• _EXTRACTED ENTRIES_:

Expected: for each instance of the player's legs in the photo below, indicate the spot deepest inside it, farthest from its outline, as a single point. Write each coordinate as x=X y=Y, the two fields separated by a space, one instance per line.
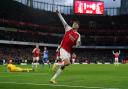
x=37 y=59
x=34 y=59
x=65 y=62
x=116 y=61
x=18 y=69
x=48 y=63
x=43 y=61
x=73 y=61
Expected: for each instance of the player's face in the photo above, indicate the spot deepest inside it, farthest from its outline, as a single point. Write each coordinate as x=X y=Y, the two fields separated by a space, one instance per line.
x=76 y=25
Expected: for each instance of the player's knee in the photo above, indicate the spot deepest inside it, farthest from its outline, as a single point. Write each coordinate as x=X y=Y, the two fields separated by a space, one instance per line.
x=62 y=67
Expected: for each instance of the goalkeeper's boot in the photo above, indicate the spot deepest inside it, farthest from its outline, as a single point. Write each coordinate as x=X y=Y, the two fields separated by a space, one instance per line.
x=53 y=81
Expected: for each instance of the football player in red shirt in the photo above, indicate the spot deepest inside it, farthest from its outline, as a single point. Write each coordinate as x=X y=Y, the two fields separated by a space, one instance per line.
x=116 y=55
x=36 y=54
x=71 y=38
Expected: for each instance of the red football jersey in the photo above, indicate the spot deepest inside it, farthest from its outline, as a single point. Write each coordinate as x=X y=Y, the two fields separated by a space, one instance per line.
x=70 y=39
x=116 y=55
x=36 y=52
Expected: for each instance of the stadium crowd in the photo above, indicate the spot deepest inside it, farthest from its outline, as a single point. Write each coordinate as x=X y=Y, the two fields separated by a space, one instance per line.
x=22 y=23
x=20 y=53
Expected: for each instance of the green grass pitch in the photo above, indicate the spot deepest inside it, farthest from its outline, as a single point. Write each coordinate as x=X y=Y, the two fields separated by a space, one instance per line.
x=80 y=76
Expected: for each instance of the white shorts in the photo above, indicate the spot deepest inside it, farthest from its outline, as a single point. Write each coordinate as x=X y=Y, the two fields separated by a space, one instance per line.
x=64 y=54
x=116 y=59
x=35 y=58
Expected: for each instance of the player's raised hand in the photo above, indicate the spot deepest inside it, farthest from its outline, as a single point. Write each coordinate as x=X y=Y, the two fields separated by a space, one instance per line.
x=57 y=11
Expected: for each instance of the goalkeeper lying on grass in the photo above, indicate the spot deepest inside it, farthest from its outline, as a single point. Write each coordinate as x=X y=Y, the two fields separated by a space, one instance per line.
x=12 y=68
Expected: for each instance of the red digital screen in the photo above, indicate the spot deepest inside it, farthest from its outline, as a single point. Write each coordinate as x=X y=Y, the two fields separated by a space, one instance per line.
x=88 y=7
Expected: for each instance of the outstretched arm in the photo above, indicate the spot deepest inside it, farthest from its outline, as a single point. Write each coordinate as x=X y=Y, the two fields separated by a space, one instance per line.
x=62 y=19
x=113 y=52
x=119 y=51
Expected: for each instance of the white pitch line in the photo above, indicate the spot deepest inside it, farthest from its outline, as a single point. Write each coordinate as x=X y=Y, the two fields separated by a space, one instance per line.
x=69 y=86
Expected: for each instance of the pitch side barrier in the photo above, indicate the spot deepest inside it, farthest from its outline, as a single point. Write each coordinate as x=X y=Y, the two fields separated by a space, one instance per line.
x=56 y=45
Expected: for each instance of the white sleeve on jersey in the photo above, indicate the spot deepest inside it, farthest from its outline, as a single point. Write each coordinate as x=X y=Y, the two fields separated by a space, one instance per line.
x=33 y=50
x=67 y=28
x=78 y=43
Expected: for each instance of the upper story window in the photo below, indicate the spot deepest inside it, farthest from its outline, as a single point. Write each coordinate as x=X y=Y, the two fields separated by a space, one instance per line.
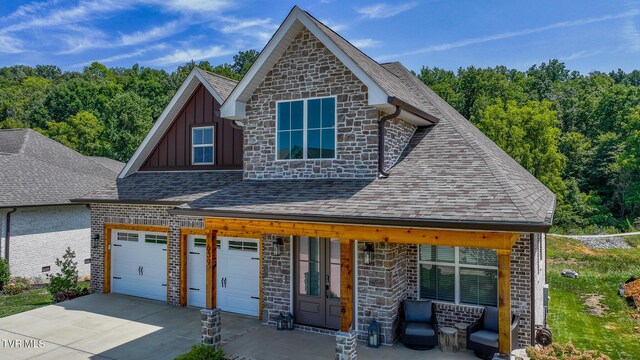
x=202 y=145
x=306 y=129
x=458 y=274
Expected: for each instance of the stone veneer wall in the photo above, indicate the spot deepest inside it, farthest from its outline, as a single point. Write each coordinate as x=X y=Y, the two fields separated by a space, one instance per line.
x=276 y=280
x=140 y=215
x=449 y=314
x=308 y=69
x=381 y=289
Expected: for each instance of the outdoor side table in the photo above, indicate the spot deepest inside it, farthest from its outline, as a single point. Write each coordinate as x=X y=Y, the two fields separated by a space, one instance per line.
x=462 y=335
x=448 y=339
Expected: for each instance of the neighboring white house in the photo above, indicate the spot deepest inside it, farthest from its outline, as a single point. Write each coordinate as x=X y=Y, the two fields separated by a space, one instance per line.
x=38 y=176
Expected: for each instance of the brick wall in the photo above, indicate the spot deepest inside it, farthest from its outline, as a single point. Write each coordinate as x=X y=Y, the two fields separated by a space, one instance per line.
x=308 y=69
x=449 y=314
x=140 y=215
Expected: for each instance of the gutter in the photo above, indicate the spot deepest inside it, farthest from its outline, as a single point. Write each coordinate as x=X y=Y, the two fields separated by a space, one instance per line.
x=383 y=120
x=412 y=109
x=372 y=221
x=7 y=237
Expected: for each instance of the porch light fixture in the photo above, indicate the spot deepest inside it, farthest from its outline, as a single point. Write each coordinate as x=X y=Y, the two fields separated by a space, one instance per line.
x=281 y=322
x=95 y=241
x=289 y=321
x=278 y=245
x=368 y=254
x=373 y=340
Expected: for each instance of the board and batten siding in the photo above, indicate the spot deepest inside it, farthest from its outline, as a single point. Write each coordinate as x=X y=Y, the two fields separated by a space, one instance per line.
x=173 y=151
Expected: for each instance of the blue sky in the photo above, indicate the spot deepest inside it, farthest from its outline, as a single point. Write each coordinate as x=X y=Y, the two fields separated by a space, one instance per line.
x=586 y=35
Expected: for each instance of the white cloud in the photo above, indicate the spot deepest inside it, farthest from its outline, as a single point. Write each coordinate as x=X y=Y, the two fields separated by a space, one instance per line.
x=365 y=43
x=512 y=34
x=381 y=10
x=152 y=34
x=631 y=35
x=185 y=55
x=10 y=45
x=123 y=56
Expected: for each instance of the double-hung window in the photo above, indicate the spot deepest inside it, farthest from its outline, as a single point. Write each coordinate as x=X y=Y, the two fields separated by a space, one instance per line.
x=202 y=145
x=306 y=129
x=458 y=274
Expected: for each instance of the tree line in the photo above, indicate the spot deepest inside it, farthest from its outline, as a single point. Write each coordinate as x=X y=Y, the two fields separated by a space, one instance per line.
x=578 y=134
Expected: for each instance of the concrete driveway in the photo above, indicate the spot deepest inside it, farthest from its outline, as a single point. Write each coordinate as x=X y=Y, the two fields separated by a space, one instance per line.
x=109 y=326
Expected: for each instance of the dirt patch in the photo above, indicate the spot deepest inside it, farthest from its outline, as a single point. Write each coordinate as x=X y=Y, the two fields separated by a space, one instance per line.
x=594 y=304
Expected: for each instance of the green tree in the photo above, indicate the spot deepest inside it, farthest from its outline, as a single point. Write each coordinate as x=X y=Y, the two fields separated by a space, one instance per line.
x=530 y=135
x=82 y=132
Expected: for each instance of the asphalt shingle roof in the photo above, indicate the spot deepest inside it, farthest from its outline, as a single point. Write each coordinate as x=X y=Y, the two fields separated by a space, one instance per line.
x=40 y=171
x=222 y=85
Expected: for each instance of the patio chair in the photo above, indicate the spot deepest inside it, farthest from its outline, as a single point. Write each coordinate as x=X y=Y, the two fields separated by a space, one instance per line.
x=419 y=326
x=482 y=336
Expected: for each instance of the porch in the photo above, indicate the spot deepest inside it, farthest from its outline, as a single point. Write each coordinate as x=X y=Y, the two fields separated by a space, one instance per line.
x=265 y=342
x=280 y=299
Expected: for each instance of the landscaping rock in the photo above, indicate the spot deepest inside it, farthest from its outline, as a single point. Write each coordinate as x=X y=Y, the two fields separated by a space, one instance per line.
x=569 y=273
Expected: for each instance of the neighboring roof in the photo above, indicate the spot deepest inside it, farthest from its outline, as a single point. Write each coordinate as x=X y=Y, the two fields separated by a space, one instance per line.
x=113 y=165
x=36 y=170
x=385 y=91
x=217 y=85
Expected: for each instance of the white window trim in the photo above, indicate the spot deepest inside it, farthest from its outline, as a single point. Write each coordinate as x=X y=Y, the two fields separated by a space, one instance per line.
x=456 y=265
x=212 y=145
x=305 y=128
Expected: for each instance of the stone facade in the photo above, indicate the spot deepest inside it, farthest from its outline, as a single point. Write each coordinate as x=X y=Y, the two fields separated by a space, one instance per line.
x=211 y=327
x=308 y=69
x=41 y=234
x=276 y=280
x=140 y=215
x=381 y=288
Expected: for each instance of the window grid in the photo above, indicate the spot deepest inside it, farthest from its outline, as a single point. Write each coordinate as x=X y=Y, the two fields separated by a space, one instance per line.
x=305 y=129
x=203 y=145
x=456 y=265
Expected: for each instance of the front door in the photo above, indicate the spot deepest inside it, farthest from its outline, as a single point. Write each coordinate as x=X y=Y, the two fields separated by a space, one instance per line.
x=317 y=285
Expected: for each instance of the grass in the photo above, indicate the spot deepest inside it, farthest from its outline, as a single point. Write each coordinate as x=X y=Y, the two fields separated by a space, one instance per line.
x=615 y=333
x=25 y=301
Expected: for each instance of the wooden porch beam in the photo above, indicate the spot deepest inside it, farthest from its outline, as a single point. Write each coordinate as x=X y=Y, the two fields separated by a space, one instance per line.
x=212 y=264
x=504 y=302
x=346 y=284
x=478 y=239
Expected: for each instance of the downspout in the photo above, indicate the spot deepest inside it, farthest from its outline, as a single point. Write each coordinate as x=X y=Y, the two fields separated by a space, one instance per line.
x=7 y=235
x=533 y=258
x=383 y=120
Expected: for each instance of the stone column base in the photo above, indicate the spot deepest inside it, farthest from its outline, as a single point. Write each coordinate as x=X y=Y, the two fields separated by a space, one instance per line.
x=346 y=345
x=211 y=327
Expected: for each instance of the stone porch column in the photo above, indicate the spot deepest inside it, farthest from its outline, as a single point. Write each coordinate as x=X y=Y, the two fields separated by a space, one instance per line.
x=211 y=327
x=346 y=345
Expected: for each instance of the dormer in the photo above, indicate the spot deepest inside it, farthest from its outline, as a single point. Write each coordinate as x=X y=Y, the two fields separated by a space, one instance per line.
x=190 y=135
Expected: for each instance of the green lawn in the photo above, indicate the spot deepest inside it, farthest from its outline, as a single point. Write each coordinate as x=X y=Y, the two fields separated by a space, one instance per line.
x=601 y=271
x=28 y=300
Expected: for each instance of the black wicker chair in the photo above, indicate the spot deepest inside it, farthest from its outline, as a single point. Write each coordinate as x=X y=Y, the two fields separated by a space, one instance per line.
x=482 y=336
x=419 y=326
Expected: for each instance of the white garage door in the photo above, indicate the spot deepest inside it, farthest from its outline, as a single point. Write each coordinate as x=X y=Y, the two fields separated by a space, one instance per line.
x=238 y=274
x=139 y=264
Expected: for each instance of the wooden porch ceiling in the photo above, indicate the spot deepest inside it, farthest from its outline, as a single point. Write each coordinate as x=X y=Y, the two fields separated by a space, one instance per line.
x=478 y=239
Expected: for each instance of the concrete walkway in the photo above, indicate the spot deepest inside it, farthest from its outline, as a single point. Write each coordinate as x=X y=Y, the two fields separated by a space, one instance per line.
x=110 y=326
x=265 y=342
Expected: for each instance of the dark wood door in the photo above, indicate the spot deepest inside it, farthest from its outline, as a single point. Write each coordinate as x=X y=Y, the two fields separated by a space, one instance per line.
x=317 y=282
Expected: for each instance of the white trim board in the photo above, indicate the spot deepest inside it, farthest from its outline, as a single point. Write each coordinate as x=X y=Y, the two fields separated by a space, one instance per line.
x=167 y=117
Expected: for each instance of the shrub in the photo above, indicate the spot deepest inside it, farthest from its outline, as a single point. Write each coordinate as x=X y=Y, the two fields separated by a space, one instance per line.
x=201 y=352
x=563 y=352
x=5 y=274
x=16 y=285
x=67 y=279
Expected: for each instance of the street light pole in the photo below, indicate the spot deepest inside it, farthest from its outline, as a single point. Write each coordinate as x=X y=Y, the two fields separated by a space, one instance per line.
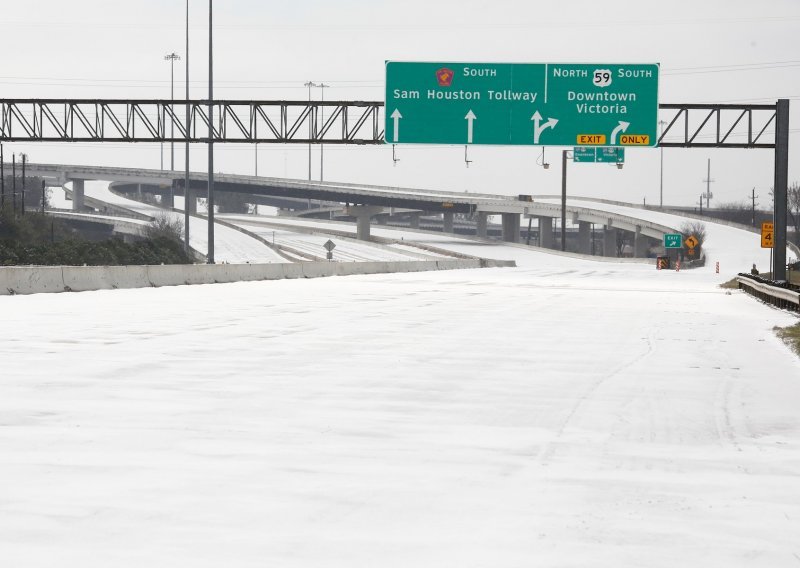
x=564 y=200
x=661 y=191
x=322 y=121
x=210 y=257
x=172 y=58
x=310 y=84
x=186 y=192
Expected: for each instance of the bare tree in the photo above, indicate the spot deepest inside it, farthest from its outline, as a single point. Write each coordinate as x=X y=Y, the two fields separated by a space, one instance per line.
x=793 y=208
x=164 y=226
x=697 y=230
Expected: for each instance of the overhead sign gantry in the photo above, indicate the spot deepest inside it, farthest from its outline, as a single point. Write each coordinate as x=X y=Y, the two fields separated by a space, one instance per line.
x=547 y=104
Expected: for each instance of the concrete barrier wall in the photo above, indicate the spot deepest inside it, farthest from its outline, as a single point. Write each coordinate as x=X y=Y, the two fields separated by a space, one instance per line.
x=41 y=279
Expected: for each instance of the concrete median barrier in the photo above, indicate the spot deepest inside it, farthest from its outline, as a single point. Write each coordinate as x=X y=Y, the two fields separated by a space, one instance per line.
x=21 y=279
x=41 y=279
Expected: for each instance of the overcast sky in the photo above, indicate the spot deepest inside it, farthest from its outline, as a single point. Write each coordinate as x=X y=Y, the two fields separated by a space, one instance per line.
x=712 y=51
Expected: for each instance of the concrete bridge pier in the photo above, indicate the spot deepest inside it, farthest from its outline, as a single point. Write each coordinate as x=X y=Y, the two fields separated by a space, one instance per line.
x=639 y=244
x=363 y=215
x=610 y=241
x=77 y=194
x=511 y=225
x=447 y=221
x=168 y=197
x=190 y=201
x=482 y=228
x=545 y=232
x=584 y=237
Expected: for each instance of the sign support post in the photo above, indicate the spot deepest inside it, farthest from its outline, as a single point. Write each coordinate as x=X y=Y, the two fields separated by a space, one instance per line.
x=781 y=188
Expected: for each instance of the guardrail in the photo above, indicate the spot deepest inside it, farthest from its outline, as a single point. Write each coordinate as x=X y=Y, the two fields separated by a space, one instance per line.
x=767 y=291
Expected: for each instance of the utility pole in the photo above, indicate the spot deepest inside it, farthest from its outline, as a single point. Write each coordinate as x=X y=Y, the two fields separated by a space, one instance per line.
x=14 y=184
x=24 y=160
x=2 y=180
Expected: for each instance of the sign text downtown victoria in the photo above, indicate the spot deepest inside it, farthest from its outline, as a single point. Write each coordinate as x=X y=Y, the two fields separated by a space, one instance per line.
x=522 y=104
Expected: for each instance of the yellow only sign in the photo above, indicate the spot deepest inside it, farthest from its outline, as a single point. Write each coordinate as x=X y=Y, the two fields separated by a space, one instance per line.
x=634 y=140
x=767 y=234
x=591 y=139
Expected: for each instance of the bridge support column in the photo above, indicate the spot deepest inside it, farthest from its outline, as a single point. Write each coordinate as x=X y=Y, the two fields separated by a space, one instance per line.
x=363 y=215
x=190 y=201
x=639 y=244
x=545 y=232
x=584 y=237
x=447 y=221
x=168 y=197
x=511 y=227
x=483 y=224
x=77 y=195
x=610 y=242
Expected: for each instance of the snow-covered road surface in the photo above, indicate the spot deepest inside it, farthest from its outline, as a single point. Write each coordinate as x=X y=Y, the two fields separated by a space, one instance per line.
x=567 y=413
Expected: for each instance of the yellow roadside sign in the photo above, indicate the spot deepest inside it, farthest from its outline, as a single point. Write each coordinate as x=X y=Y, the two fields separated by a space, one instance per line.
x=767 y=234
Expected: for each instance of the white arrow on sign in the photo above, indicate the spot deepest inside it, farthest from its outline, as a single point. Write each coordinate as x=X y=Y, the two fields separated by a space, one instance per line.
x=396 y=116
x=538 y=128
x=622 y=127
x=470 y=117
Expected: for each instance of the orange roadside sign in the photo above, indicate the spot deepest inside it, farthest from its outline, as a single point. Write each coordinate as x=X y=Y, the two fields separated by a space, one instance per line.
x=767 y=234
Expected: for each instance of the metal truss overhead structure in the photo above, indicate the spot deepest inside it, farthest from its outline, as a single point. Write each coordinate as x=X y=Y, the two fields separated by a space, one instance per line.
x=355 y=122
x=259 y=122
x=718 y=126
x=323 y=122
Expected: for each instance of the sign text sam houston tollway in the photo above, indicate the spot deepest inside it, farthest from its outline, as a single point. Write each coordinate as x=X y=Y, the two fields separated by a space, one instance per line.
x=548 y=104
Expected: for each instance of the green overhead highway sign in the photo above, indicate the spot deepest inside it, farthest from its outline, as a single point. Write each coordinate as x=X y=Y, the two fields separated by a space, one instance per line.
x=590 y=154
x=582 y=154
x=673 y=240
x=546 y=104
x=611 y=155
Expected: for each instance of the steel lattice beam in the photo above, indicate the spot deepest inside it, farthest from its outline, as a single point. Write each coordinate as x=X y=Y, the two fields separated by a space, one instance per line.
x=718 y=126
x=329 y=122
x=262 y=122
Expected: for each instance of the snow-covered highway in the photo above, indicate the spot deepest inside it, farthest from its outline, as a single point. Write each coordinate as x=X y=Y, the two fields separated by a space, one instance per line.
x=567 y=412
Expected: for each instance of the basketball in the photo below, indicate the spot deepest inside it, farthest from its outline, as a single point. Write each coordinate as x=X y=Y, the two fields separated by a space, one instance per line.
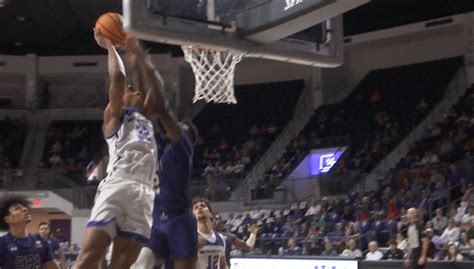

• _SET EXERCISE_: Pull out every line of the items above that contains the word "neighboring", and list those lines in their original order.

• _RESULT OF THE EXERCISE_:
Expected: for each instance of the neighboring white house in the photo above, indicate the spot deepest inside it, farthest from its outline, as a single point. Write each coordinate as x=X y=Y, the two fields separated by a space, one instance per line.
Expected: for each instance of the neighboring roof in the photo above, indicate the spot deepest inside it, farthest from its outline, as a single point. Write each coordinate as x=X y=Y, the two fields separated by a space, one instance per line.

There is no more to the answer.